◆ ENUNCIADO DA TAREFA
Transcreva do trecho sobre os urubus e os filhos a passagem que começa em "Sou menos pessimista" e termina em "sorte dos ventos.".

◆ TRECHO PARA LEITURA
“Gosto, desgosto, carta, convite, casamento” ou “gosto, desgosto, carta, encontro, convite, casamento”.
Manipulávamos o jogo de forma a escolher a própria sorte conforme a pretendêssemos, durante a contagem de urubus bem acima de nossas infantes cabeças de vento.
...
Acabo de ver dois. Ainda há sorte a ser-me lançada?
Destina-se a mim novo desgosto?
Ou a esta altura da vida – à meia idade – toda sorte de azares já se imputou?
Isso sim é que seria desgosto definitivo: não haver luz no fim do túnel.
Sou menos pessimista do que isso.
Um tantinho menos pelo menos.
Olho para os meus filhos e sou toda expectativa! Que maior sorte pode existir?
Adultos que ora são, é sua a vez de pensar no futuro.
Meu presente são eles, e não poderia, em hipótese alguma, suceder melhor.
Aqueles dois urubus que vejo estão a passeio; não me trazem recado. Querem tão somente voar livres, muito embora presos, por sua vez, à sorte dos ventos.
Mas, vão lá... batendo asas de quando em quando, com seu voo característico que muito bem os distingue de outros pássaros.
Lembro-me que, quando mais moça, os apontava aos meus então pequenos. Eles abismavam: “e como é que a senhora sabe que não são gaviões?”.
Ai, ai... que delícia aqueles dias! Que aulas tomávamos juntos em vista dos voos sobre nós!
Lado a lado, analisávamos as particularidades dos movimentos, dos pousos, das decolagens, da dimensão do bando, de seus cantos, chamados...
Dias outros são estes.
Enquanto absorta observo as aves, a filha administra sozinha os medicamentos sem carecer de supervisão.
O mais velho passa mensagem via celular: “ficou meio duro o arroz (o primeiro que fez em nova residência), mas não estava ruim não”.
É preciso, definitivamente, estar atenta aos sinais. Porém, não viver deles.
Viver a vida mesmo. Agarrá-la em substância concreta, apesar dos abstratos inerentes.
Simplesmente porque ela passa.
Talvez, aliás, na minha idade, as coisas soem já mais passadiças, porque a gente as sabe efêmeras.
Fim de semana passado, no carro, estiquei para trás o braço. Ela de pronto deu-me sua mão.
– Lembra, filha; lembra filho, que quando vocês eram pequeninos a mãe sempre fazia isso?
– Mãe, você faz até hoje! Responderam em duo.
Talvez eu me agarre às suas mãos... como às lembranças.

◆ DADOS PARA ANÁLISE
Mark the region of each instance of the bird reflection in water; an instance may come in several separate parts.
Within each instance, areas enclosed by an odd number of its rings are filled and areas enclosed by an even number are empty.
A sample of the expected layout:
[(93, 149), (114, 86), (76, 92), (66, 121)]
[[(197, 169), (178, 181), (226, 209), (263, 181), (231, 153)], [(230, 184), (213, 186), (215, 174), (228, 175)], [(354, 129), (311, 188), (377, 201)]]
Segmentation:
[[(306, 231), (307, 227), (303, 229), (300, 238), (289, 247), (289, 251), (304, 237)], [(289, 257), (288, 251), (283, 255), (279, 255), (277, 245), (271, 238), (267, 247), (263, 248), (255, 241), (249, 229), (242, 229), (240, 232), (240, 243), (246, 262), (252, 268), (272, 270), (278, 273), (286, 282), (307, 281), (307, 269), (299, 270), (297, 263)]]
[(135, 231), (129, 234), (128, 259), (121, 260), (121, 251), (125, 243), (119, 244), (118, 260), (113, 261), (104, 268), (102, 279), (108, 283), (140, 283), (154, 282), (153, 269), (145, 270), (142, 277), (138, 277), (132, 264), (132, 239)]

◆ RESPOSTA
Sou menos pessimista do que isso.
Um tantinho menos pelo menos.
Olho para os meus filhos e sou toda expectativa! Que maior sorte pode existir?
Adultos que ora são, é sua a vez de pensar no futuro.
Meu presente são eles, e não poderia, em hipótese alguma, suceder melhor.
Aqueles dois urubus que vejo estão a passeio; não me trazem recado. Querem tão somente voar livres, muito embora presos, por sua vez, à sorte dos ventos.